**** Data for this task
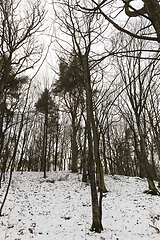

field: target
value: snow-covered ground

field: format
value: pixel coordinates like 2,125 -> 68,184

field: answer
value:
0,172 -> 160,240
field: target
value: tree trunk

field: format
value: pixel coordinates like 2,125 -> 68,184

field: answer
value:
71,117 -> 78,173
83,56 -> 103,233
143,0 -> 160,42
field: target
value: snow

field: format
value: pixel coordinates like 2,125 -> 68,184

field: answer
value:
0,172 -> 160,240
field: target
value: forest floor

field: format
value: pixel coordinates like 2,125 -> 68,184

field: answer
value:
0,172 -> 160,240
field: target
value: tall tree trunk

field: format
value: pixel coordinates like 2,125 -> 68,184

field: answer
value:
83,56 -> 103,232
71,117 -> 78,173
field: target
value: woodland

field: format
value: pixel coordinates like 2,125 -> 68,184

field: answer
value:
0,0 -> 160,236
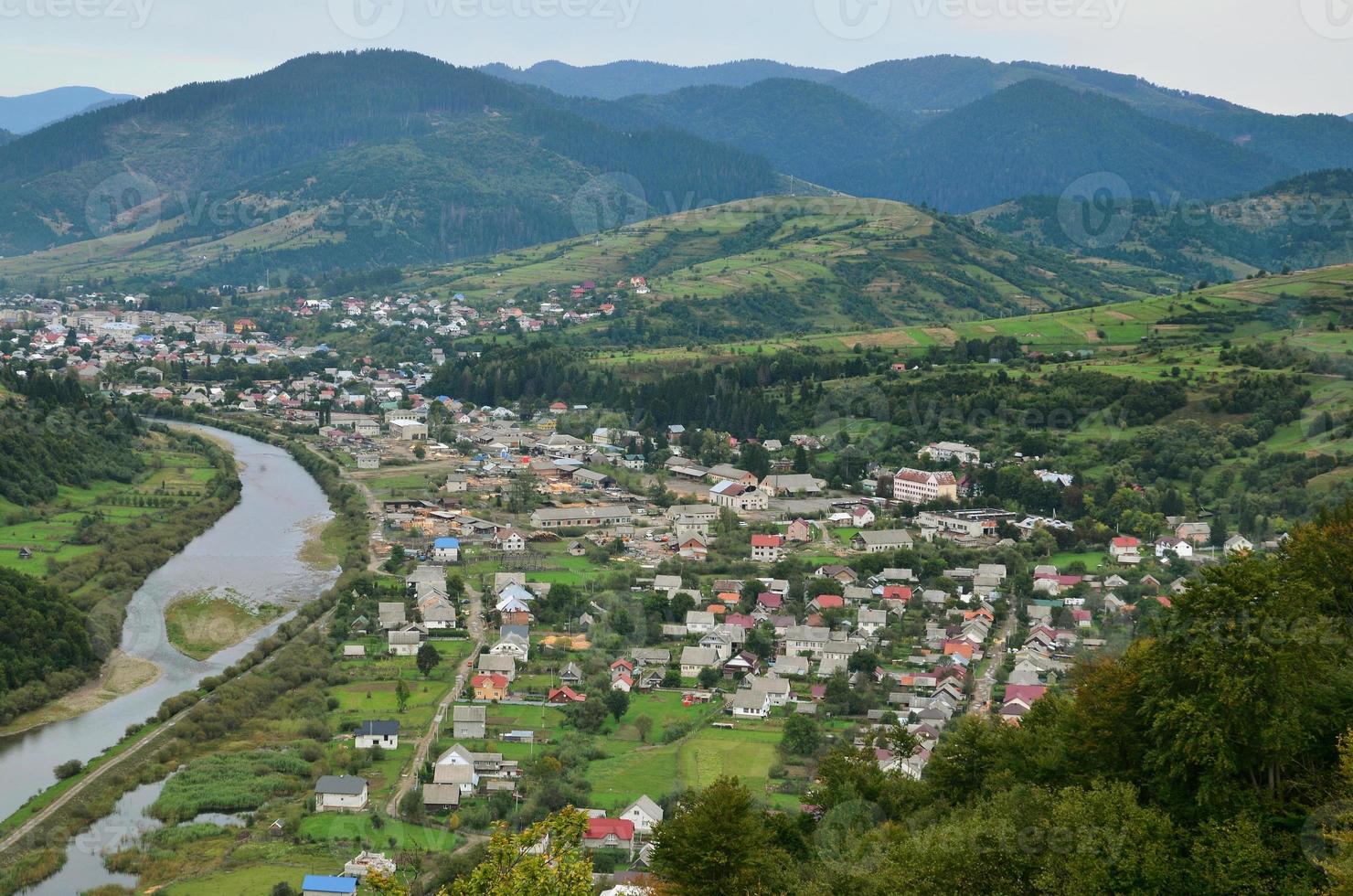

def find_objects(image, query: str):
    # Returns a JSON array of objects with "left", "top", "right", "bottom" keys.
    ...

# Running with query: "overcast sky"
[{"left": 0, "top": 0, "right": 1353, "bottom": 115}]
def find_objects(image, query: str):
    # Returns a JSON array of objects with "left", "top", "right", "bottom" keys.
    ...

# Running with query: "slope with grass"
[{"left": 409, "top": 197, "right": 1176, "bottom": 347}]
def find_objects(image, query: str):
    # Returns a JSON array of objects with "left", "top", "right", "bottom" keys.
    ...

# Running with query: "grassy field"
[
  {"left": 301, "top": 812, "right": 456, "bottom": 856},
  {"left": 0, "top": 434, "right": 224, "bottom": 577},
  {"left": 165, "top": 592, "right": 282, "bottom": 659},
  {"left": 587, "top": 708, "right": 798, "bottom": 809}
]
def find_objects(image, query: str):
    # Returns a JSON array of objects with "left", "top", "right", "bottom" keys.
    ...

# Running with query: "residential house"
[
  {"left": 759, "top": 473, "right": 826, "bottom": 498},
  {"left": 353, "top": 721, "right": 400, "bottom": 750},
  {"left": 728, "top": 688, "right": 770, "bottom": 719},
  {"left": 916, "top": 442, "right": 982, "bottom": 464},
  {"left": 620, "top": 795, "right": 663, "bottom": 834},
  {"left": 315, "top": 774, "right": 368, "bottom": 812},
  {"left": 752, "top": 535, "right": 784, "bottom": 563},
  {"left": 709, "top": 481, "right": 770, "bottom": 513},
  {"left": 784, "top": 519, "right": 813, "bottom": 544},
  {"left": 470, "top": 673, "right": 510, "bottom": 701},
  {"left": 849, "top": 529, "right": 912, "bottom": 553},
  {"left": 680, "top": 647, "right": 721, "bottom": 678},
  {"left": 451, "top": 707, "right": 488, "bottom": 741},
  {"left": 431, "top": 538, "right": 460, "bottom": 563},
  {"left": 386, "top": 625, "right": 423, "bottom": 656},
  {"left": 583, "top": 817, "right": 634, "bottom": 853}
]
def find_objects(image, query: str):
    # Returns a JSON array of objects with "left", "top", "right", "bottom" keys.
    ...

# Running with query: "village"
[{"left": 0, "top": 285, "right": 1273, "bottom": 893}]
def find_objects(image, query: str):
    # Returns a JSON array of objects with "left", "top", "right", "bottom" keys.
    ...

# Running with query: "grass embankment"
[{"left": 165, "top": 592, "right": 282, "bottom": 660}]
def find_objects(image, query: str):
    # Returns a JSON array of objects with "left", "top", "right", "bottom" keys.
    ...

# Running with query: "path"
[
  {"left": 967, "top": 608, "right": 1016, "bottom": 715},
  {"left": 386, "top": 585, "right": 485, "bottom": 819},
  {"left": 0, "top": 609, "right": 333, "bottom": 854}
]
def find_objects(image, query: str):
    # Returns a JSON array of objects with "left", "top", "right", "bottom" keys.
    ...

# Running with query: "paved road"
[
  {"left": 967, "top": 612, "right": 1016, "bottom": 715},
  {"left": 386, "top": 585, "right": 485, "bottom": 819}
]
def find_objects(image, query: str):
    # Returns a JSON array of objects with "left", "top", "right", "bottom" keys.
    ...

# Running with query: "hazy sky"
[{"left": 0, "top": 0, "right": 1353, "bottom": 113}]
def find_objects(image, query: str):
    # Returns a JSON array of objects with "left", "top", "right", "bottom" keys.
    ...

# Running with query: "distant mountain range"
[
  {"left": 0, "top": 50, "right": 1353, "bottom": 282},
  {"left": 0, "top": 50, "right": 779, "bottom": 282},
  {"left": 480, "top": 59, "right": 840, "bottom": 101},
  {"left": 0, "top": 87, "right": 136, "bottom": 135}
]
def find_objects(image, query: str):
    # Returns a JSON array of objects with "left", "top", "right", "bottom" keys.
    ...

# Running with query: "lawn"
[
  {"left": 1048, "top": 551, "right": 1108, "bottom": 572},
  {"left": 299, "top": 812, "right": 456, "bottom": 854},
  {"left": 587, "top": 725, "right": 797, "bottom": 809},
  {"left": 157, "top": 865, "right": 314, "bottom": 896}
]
********
Reproduce the entire listing above word for word, leaving out the pictures.

field: target
value: snow-covered ground

field: format
value: pixel coordinates like 2,125 -> 68,184

field: answer
value:
0,172 -> 160,240
field: target
value: tree trunk

field: format
value: pixel coordinates like 2,125 -> 68,184

field: answer
value:
71,117 -> 78,173
83,56 -> 103,233
143,0 -> 160,42
field: target
value: snow

field: format
value: pixel coordinates like 2,125 -> 68,184

field: answer
value:
0,172 -> 160,240
field: target
value: forest floor

field: format
value: pixel coordinates like 2,125 -> 68,184

field: answer
value:
0,172 -> 160,240
field: target
value: tall tree trunk

field: format
value: pixel coordinates like 2,125 -> 68,184

field: answer
value:
83,56 -> 103,232
71,117 -> 78,173
field: target
value: woodland

field: format
value: pixel coordinates like 2,125 -> 68,184

field: answer
value:
0,0 -> 160,236

def find_objects(image, query: str):
    # Returns a JSON array of objects with "left", "top", "right", "bottom" keys.
    ...

# Running with query: "overcast sky"
[{"left": 0, "top": 0, "right": 1353, "bottom": 115}]
def find_objects(image, query: str):
    # Returns a JSON array of objects with "left", "top", "right", "bottom" keys.
    ...

# Running with query: "slope with grass"
[{"left": 409, "top": 197, "right": 1176, "bottom": 347}]
def find_objects(image, query: str):
    # Returns a JSON array of objects with "left", "top", "right", "bottom" keys.
    ...

# Running with query: "grassy field"
[
  {"left": 301, "top": 812, "right": 456, "bottom": 856},
  {"left": 0, "top": 434, "right": 224, "bottom": 577},
  {"left": 165, "top": 592, "right": 282, "bottom": 659},
  {"left": 587, "top": 708, "right": 798, "bottom": 809}
]
def find_objects(image, query: str):
    # Returns a JSON array of objects with "left", "top", "right", "bottom" keys.
    ...

# Running with query: "residential house"
[
  {"left": 759, "top": 473, "right": 826, "bottom": 498},
  {"left": 353, "top": 721, "right": 400, "bottom": 750},
  {"left": 728, "top": 688, "right": 770, "bottom": 719},
  {"left": 916, "top": 442, "right": 982, "bottom": 464},
  {"left": 620, "top": 795, "right": 663, "bottom": 834},
  {"left": 315, "top": 774, "right": 368, "bottom": 812},
  {"left": 752, "top": 535, "right": 784, "bottom": 563},
  {"left": 709, "top": 481, "right": 770, "bottom": 513},
  {"left": 784, "top": 519, "right": 813, "bottom": 544},
  {"left": 470, "top": 673, "right": 510, "bottom": 701},
  {"left": 849, "top": 529, "right": 912, "bottom": 553},
  {"left": 680, "top": 647, "right": 721, "bottom": 678},
  {"left": 451, "top": 707, "right": 488, "bottom": 741},
  {"left": 431, "top": 538, "right": 460, "bottom": 563},
  {"left": 386, "top": 625, "right": 423, "bottom": 656},
  {"left": 583, "top": 817, "right": 634, "bottom": 853}
]
def find_objects(image, query: str):
    # Returns a JSON array of objects with "left", "top", "right", "bottom" keys.
    ...

# Running with query: "village"
[{"left": 0, "top": 285, "right": 1273, "bottom": 893}]
def find_objects(image, query: str):
    # Returns a JSON array of objects with "left", "top", "right", "bottom" keys.
    ...

# Running with query: "grass embankment"
[{"left": 165, "top": 592, "right": 282, "bottom": 660}]
def find_objects(image, query: str):
    # Returns a JSON array of objects with "left", "top", "right", "bottom" keys.
    ...

# Running with query: "path"
[
  {"left": 967, "top": 608, "right": 1016, "bottom": 715},
  {"left": 386, "top": 585, "right": 485, "bottom": 819},
  {"left": 0, "top": 609, "right": 333, "bottom": 854}
]
def find_objects(image, query: str):
    # Returns a JSON array of objects with "left", "top", "right", "bottom" keys.
    ...

# Running with query: "paved road"
[
  {"left": 967, "top": 612, "right": 1016, "bottom": 715},
  {"left": 386, "top": 585, "right": 485, "bottom": 819}
]
def find_objects(image, query: str):
    # Returns a JSON array of objects with "left", "top", "right", "bottom" keys.
    ...

# Running with query: "hazy sky"
[{"left": 0, "top": 0, "right": 1353, "bottom": 113}]
def find_objects(image, query: str):
    # Returns a JSON array of objects with "left", "top", "right", "bottom" keys.
    ...

# Running with query: "distant mountain range"
[
  {"left": 0, "top": 50, "right": 1353, "bottom": 282},
  {"left": 0, "top": 50, "right": 779, "bottom": 282},
  {"left": 480, "top": 59, "right": 840, "bottom": 101},
  {"left": 0, "top": 87, "right": 136, "bottom": 135}
]
def find_objects(image, query: str):
    # Returns a JSON array of objects with "left", "top", "right", "bottom" keys.
    ...

# Running with query: "lawn"
[
  {"left": 1048, "top": 551, "right": 1108, "bottom": 572},
  {"left": 299, "top": 812, "right": 456, "bottom": 854},
  {"left": 587, "top": 725, "right": 797, "bottom": 809},
  {"left": 157, "top": 865, "right": 314, "bottom": 896}
]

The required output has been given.